* Text provided:
===============

ANALYSIS Morgan raises four claims for relief in his habeas petition. He argues that his trial counsel was ineffective by (1) failing to object to the victim’s videotaped interview and other hearsay evidence introduced at trial; (2) failing to cross-examine the victim regarding his inconsistent testimony; (3) failing to call witnesses who would have been favorable to the defense; and (4) failing to act on a death threat made against Morgan, defense counsel, and their investigator. Morgan concedes in his petition that the only claim for relief that he raised in the state courts was his first claim, regarding counsel’s failure to object to hearsay evidence.

===============

Saved entries
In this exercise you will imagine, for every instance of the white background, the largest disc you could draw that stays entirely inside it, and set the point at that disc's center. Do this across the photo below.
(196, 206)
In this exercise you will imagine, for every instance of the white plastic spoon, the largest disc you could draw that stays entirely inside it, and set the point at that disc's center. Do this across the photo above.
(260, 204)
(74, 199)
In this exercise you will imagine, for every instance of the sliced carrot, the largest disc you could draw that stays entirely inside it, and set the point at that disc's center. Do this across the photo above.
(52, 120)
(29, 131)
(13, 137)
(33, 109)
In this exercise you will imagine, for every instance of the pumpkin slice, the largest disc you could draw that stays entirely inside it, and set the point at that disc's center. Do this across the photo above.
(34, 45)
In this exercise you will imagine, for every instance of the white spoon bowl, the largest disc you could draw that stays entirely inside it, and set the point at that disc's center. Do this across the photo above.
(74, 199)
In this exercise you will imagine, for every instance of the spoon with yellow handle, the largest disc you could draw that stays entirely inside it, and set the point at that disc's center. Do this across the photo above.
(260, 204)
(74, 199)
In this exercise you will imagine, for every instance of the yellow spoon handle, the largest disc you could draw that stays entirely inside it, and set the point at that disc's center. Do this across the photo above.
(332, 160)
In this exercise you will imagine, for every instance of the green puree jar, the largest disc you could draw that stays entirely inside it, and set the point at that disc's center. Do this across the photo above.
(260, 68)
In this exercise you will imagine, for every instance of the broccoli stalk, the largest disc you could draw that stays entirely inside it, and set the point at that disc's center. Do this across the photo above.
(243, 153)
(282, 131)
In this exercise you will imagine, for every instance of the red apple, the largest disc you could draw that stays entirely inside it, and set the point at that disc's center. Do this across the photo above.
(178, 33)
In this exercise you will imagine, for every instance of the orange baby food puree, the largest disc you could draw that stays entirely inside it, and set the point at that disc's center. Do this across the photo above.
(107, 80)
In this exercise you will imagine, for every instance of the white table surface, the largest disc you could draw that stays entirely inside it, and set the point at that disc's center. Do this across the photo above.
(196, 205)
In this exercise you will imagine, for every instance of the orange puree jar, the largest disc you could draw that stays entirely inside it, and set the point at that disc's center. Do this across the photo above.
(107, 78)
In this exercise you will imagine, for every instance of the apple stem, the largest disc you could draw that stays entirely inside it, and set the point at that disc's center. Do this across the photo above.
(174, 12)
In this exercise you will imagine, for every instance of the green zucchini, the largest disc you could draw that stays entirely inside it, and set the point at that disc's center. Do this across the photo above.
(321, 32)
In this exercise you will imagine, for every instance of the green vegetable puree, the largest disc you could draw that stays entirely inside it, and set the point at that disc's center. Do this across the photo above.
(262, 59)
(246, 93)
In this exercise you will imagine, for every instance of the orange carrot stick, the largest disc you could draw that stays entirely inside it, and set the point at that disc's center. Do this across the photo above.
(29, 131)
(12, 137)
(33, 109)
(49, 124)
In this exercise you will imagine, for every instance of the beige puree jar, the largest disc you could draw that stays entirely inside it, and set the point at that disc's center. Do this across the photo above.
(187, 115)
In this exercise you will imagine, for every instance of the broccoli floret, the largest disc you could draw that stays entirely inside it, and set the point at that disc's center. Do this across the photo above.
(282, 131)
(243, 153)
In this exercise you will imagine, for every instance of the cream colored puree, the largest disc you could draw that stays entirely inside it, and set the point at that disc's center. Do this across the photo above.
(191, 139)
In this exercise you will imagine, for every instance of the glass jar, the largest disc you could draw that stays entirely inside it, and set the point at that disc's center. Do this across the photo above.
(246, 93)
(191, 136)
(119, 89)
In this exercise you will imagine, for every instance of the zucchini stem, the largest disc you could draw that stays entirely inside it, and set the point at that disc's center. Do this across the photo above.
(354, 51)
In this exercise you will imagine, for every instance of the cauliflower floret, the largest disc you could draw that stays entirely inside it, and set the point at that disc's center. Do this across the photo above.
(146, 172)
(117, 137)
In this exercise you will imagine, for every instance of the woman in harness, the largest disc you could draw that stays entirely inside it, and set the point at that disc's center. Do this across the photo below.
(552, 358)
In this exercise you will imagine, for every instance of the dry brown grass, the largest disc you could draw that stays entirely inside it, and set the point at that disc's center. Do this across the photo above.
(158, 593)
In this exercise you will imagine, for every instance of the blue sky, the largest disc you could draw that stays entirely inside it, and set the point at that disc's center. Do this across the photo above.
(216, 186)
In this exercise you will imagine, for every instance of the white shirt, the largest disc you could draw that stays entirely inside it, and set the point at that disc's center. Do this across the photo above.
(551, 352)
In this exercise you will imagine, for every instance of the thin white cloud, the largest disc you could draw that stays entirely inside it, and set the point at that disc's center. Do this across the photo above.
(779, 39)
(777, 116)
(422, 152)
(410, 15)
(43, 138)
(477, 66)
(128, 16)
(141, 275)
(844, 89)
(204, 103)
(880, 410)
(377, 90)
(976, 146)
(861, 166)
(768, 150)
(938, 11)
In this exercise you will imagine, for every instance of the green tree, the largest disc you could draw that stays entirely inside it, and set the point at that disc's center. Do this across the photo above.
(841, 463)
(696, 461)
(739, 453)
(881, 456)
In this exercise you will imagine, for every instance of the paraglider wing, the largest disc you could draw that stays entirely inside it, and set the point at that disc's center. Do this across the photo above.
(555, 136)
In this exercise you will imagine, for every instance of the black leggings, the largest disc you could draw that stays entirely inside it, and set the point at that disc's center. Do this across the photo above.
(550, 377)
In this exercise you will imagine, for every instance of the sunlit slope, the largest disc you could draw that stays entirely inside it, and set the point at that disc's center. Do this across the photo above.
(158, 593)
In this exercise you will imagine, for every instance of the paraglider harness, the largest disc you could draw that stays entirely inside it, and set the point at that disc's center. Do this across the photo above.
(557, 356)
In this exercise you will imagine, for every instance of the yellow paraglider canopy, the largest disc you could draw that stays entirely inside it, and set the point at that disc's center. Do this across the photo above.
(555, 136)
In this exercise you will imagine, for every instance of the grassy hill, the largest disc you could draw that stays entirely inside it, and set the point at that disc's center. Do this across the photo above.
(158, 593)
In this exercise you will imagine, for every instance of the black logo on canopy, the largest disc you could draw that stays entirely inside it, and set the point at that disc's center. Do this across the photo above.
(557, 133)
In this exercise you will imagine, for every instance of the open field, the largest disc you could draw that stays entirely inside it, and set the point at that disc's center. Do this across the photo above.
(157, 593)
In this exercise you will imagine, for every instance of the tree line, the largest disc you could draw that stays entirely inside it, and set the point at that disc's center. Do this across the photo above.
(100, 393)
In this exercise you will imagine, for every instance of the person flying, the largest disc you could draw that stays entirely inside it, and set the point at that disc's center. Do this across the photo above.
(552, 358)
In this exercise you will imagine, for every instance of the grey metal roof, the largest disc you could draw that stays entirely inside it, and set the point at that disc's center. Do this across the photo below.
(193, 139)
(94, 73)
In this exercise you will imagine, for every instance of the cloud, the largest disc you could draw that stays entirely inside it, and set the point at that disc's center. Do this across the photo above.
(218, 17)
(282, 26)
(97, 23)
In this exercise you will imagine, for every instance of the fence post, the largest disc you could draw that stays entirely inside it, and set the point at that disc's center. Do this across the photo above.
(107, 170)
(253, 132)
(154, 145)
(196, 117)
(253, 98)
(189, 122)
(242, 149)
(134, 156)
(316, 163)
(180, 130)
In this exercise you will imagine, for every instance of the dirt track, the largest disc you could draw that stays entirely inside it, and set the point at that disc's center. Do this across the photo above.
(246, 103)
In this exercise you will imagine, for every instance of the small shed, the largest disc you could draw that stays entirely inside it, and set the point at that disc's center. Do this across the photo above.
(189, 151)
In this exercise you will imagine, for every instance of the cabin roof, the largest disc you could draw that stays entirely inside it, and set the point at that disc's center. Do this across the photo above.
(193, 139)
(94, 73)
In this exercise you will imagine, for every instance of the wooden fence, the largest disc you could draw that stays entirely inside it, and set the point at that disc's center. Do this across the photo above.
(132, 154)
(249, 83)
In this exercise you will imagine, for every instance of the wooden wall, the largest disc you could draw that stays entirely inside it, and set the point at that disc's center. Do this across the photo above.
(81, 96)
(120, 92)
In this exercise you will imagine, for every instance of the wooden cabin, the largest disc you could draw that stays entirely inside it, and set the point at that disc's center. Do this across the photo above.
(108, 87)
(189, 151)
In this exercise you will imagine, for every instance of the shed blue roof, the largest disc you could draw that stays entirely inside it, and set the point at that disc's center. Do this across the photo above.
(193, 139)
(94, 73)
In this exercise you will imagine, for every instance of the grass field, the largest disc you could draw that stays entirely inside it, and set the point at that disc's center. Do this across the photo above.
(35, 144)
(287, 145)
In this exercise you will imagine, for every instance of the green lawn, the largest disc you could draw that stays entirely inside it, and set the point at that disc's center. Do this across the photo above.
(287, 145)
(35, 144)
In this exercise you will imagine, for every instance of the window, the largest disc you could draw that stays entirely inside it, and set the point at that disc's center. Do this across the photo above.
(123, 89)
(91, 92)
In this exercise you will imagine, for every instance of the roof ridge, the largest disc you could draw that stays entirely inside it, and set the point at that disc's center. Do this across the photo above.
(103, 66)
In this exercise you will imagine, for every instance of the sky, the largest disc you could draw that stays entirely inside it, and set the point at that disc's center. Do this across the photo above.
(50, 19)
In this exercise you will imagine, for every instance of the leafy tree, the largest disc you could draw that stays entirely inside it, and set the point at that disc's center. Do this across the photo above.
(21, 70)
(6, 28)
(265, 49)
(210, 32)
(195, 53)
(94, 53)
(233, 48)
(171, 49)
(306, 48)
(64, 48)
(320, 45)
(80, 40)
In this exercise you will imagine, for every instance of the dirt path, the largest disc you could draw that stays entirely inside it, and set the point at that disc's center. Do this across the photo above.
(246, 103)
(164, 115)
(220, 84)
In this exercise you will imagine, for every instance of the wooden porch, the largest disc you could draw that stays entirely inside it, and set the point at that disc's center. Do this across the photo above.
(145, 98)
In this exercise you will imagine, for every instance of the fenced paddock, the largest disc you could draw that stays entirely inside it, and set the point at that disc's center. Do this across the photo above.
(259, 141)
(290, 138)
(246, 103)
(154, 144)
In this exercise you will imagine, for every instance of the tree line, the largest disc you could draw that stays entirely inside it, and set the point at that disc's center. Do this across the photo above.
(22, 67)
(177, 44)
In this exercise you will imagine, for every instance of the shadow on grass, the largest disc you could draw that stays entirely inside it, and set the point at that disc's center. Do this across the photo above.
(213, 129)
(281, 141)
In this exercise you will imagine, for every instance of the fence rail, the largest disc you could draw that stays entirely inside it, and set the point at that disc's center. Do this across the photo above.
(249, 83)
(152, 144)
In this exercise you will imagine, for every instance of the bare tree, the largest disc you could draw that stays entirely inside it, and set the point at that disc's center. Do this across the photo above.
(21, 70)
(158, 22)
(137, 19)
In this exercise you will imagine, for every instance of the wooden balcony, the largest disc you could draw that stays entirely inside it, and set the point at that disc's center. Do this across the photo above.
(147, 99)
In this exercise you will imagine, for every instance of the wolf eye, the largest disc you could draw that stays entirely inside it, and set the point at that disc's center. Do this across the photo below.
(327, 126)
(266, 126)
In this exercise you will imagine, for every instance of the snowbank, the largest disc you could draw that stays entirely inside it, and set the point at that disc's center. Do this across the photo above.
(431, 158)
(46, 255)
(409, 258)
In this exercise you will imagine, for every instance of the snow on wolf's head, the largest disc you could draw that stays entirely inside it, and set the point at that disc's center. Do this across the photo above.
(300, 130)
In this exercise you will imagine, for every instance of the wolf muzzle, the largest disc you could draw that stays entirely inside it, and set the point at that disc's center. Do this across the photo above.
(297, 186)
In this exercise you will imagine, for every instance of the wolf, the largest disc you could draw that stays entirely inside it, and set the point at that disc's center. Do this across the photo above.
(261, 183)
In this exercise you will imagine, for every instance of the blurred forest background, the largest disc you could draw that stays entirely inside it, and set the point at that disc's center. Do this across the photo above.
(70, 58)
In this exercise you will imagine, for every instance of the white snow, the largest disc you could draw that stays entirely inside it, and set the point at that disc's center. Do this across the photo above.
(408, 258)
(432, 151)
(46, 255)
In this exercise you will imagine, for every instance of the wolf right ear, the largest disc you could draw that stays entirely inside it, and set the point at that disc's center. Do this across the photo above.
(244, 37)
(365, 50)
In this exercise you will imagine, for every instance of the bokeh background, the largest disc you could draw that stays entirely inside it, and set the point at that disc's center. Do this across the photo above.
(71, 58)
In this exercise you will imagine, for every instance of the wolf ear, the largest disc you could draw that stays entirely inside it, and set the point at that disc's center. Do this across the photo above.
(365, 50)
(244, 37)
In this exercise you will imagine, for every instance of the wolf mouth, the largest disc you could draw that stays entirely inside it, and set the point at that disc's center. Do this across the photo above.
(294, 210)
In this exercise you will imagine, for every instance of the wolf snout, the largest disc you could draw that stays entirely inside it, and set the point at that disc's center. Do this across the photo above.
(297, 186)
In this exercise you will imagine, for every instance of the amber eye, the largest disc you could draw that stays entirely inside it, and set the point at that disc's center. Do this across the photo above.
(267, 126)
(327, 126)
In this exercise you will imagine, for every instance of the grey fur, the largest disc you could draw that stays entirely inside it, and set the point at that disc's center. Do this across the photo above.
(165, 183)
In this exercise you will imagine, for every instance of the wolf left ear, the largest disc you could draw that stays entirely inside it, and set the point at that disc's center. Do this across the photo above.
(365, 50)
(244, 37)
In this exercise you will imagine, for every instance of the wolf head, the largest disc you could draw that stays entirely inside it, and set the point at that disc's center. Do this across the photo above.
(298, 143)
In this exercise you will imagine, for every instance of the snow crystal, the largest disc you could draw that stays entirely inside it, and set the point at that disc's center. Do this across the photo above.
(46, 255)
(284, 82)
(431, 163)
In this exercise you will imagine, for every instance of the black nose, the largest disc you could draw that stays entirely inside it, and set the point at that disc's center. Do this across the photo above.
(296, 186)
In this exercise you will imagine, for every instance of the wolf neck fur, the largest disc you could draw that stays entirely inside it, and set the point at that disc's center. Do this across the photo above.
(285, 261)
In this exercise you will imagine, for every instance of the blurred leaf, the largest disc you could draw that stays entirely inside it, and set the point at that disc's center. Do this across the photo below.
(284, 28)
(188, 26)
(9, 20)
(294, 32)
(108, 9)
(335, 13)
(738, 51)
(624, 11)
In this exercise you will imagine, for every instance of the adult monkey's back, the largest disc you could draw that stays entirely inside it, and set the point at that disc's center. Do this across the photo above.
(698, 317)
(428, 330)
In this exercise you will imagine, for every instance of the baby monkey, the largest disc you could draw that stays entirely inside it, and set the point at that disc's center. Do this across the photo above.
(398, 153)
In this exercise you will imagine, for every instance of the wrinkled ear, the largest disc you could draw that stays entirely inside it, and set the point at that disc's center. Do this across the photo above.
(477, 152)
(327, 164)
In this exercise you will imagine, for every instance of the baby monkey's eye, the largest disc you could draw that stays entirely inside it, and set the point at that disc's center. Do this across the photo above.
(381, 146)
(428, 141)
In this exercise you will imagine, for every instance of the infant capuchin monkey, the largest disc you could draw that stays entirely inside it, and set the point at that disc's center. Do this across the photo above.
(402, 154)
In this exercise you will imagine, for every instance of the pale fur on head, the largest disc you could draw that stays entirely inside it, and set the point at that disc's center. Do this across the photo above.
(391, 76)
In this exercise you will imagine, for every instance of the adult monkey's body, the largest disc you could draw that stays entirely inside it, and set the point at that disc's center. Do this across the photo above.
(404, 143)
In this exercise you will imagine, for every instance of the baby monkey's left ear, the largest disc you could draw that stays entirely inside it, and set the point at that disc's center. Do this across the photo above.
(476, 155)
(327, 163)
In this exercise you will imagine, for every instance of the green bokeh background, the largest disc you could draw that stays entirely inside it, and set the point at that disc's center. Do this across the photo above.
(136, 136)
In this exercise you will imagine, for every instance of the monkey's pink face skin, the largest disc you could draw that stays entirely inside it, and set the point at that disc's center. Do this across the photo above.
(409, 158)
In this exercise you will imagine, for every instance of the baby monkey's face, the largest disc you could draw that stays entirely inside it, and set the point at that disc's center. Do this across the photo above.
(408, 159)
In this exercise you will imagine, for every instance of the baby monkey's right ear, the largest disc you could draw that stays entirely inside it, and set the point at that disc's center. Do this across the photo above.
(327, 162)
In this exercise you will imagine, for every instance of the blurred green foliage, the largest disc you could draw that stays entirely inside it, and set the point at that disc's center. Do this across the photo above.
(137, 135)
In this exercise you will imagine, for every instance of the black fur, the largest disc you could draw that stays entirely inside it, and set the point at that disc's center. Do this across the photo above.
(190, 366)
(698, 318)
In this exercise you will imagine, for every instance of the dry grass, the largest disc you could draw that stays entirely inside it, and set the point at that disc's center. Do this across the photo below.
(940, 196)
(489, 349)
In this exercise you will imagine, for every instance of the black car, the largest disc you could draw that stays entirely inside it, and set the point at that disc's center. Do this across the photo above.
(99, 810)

===============

* Written tasks:
1) Turn the saved entries into a Markdown table with columns named Row and Line, skipping any blank lines. Begin at the line that contains "the blurred green" and go through the last line of the entries.
2) Continue the analysis of Morgan's habeas petition from its last sentence.

* Final answers:
1)
| Row | Line |
|---|---|
| 1 | In this exercise you will imagine, for every instance of the blurred green foliage, the largest disc you could draw that stays entirely inside it, and set the point at that disc's center. Do this across the photo above. |
| 2 | (137, 135) |
| 3 | In this exercise you will imagine, for every instance of the black fur, the largest disc you could draw that stays entirely inside it, and set the point at that disc's center. Do this across the photo above. |
| 4 | (190, 366) |
| 5 | (698, 318) |
| 6 | In this exercise you will imagine, for every instance of the dry grass, the largest disc you could draw that stays entirely inside it, and set the point at that disc's center. Do this across the photo below. |
| 7 | (940, 196) |
| 8 | (489, 349) |
| 9 | In this exercise you will imagine, for every instance of the black car, the largest disc you could draw that stays entirely inside it, and set the point at that disc's center. Do this across the photo above. |
| 10 | (99, 810) |

2)
He states that the other claims were not raised because his postconviction counsel was incompetent. But a state prisoner seeking habeas relief from a federal court must first exhaust the remedies available in the state courts. 28 U.S.C. § 2254(b)(1)(A). This means that a state prisoner must present his claims through a complete round of state-court review, whether on direct appeal of his conviction or in postconviction proceedings. 28 U.S.C. § 2254(b)(1)(A);

O’Sullivan v, Boerckel, 526 U.S. 838, 848 (1999); Bolton v. Akpore, 730 F.3d 685, 694 (7th Cir. 2013). Because Morgan did not present claims 2, 3, and 4 in the state courts, I cannot consider them. Morgan has two choices about how to proceed with his habeas petition. First, he may proceed only with claim 1 of his petition. If he chooses this option, I will dismiss the remaining claims. But Morgan should know that state prisoners typically receive only one opportunity to pursue habeas relief in federal court. This means that Morgan would not have the ability to proceed on the dismissed claims later. See Burton v. Stewart, 549 U.S. 147, 154 (2007)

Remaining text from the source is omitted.